--- MATERIAL FOR THIS EXERCISE ---
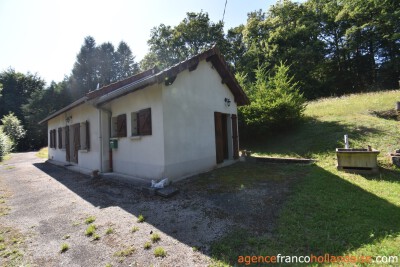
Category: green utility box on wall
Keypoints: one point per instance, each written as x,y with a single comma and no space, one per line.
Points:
113,143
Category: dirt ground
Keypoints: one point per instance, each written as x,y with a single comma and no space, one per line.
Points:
48,206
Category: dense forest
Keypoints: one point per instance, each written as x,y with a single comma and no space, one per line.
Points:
317,48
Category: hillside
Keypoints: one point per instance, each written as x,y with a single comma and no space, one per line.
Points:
331,211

--- STATED GOAL ---
Reproduce every item above line for line, leaving out the pictures.

--- CORRECT ANSWER ---
Category: green utility box on wall
Keypoints: one point per instance, each written as x,y with a single comma and no space, one per line.
Points:
113,143
Category: dirt ground
Keypoints: one point per instance, each written as x,y with a single comma and no space, one per line.
Points:
48,206
Category: dense forest
Keypoints: one point per instance, each written as x,y with a single comma and no space, one per line.
Points:
317,48
Category: hillside
Keypoints: one point per instance, each written as x,y with a single comma and no space, one per line.
Points:
331,211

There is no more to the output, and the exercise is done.